### [Travail demandé]
1. Indiquez si chacune des affirmations suivantes concorde avec l'article sur Trump et les communautés visées, en répondant par oui ou par non et en citant textuellement les mots décisifs de l'article. (a) L'article affirme qu'au Canada l'influence est plus forte. (b) Amikley Fontaine s'attendait à une victoire de Kamala Harris. (c) La Fondation Sylvenie Lindor est dédiée aux aînés.
2. Reprenez l'article sur Trump et les communautés visées là où il s'arrête, et poursuivez-en la rédaction.

### [Document source]
# # # # #
La personnalité polarisante de Trump et sa légitimation de discours de haine envers plusieurs communautés, dont la nôtre, alimentent un climat toxique qui menace les avancées pour les droits des personnes 2SLGBTQIA+, des femmes et d’autres groupes marginalisés.
«Dans la communauté 2SLGBTQIA+ et parmi nos alliés, il y a une résilience forte qui, nous l’espérons, se manifestera de plus en plus», veut croire Martin Bouchard.
«Au Canada, même si l’influence est moindre, nous pouvons constater que certains leadeurs, comme Pierre Poilievre et Danielle Smith, en Alberta, s’inspirent de ce style politique, ce qui reste inquiétant pour nous», poursuit-il.
Malgré un sentiment teinté d’impuissance, il veut croire que la résilience de la communauté 2SLGBTQIA+ et ses alliés mènera à «la naissance de groupes de résistance plus unis et mieux organisés pour faire front commun contre ce type de discours et de politique».
«Peut-être faut-il encore laisser la chance aux coureurs de nous surprendre – des surprises, parfois, peuvent venir même des personnalités les plus polarisantes», glisse-t-il.
La communauté haïtienne visée
«Ce ne sont pas les résultats qu’on attendait. On pensait que madame Kamala Harris allait gagner», confie de son côté Amikley Fontaine, président et fondateur de la Fondation Sylvenie Lindor, dédiée aux jeunes personnes noires franco-torontoises.
# # # # #
### [Lignes de données]
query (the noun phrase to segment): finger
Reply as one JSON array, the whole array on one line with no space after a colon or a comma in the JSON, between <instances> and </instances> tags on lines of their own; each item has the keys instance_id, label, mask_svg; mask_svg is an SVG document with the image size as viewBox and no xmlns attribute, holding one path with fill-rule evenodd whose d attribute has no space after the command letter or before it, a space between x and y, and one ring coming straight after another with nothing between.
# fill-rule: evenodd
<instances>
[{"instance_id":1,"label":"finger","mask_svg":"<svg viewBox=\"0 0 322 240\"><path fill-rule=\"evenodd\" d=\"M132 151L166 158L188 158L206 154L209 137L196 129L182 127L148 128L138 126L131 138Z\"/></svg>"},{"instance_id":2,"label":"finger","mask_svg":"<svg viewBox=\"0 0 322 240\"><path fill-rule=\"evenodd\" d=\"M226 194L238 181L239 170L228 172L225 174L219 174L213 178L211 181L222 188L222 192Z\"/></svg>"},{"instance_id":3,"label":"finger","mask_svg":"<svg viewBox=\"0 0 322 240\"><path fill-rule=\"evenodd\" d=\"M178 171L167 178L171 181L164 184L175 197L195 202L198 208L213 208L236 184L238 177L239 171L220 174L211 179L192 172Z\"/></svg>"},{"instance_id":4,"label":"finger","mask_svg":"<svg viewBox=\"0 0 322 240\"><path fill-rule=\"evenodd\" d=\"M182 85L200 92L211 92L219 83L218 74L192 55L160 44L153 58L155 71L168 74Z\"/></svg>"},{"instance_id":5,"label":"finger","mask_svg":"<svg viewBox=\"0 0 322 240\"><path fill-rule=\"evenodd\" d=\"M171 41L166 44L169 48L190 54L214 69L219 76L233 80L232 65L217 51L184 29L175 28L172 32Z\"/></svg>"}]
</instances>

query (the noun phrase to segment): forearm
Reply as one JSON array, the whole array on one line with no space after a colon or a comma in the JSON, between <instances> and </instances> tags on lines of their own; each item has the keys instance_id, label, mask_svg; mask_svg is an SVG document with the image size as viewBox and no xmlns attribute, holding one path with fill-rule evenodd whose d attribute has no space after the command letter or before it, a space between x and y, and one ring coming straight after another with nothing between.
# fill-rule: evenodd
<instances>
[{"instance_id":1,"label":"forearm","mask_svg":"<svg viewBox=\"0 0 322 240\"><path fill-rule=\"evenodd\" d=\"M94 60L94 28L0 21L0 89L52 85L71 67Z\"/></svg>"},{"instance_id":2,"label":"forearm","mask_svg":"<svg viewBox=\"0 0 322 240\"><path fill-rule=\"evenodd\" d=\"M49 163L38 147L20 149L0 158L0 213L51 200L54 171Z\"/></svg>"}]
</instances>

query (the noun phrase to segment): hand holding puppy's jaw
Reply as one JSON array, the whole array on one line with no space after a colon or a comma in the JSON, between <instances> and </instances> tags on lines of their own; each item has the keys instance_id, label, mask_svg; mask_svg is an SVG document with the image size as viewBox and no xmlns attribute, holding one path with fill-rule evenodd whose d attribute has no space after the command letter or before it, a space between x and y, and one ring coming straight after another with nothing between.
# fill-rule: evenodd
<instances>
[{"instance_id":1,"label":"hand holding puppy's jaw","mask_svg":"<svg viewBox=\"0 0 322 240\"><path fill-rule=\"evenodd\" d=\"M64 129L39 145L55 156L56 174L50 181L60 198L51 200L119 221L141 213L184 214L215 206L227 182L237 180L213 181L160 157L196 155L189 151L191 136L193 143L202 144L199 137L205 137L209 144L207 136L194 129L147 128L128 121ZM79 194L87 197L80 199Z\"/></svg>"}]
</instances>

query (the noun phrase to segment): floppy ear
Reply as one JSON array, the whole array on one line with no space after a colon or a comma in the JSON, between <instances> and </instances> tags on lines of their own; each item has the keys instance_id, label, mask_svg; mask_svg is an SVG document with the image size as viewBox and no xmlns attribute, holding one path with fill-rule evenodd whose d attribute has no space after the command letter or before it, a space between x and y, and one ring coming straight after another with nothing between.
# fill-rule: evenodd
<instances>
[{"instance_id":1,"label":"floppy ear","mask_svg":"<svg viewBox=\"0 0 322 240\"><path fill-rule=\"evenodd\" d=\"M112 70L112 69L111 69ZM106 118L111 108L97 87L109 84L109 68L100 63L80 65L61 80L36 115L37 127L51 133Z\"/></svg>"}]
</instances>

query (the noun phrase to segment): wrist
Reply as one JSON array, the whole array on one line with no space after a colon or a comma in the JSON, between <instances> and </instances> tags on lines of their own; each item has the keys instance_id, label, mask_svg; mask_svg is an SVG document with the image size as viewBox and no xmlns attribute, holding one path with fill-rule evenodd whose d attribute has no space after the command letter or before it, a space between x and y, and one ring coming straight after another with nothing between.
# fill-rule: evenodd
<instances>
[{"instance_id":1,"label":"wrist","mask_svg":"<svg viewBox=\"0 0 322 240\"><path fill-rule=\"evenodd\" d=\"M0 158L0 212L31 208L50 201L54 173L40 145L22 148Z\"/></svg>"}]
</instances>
# # # # #
### [Réponses par tâche]
1.
(a) Non : «Au Canada, même si l’influence est moindre».
(b) Oui : «On pensait que madame Kamala Harris allait gagner».
(c) Non : «dédiée aux jeunes personnes noires franco-torontoises».

2.
Amikley Fontaine attribue des «idées autoritaires» au président Trump et espère que celui-ci écoutera ses conseillers. «Je lui souhaite le meilleur, parce que les États-Unis sont le premier partenaire du Canada en matière d’échanges.»
Parmi les éléments du programme du président élu qui inquiète Amikley Fontaine se trouve l’immigration.
Il craint que le nouveau président «envisage une masse de déportations, notamment pour les ressortissants de la Colombie, du Venezuela et d’Haïti. L’inquiétude qu’on a au Canada, c’est que dans les jours à suivre, on pourrait assister à l’arrivée massive des ressortissants de ces pays qui sont aux États-Unis».
«Durant la campagne, Trump a été très très très hostile par rapport aux Haïtiens, notamment avec la question des chats et d’autres animaux. Je crois que le Canada doit se tenir prêt», insiste-t-il.
L’Entente sur les tiers pays surs est claire : sauf exception, un demandeur d’asile ayant vu sa demande rejetée aux États-Unis ne peut pas faire une demande au Canada, et vice-versa. La personne doit faire sa demande auprès du premier «pays sûr» dans lequel il arrive.
Amikley Fontaine implore le gouvernement libéral canadien de faire preuve d’ouverture. «Ici, au Canada, on a besoin des immigrants francophones», rappelle-t-il en mentionnant le manque de travailleurs et de travailleuses au sein des communautés francophones.
«Donc, peut-être qu’on pourrait utiliser ces immigrants qui sont déjà sur place aux États-Unis à travers un programme spécial.» Il assure que la Fondation Sylvenie Lindor serait prête à aider à l’accueil de migrants, le cas échéant.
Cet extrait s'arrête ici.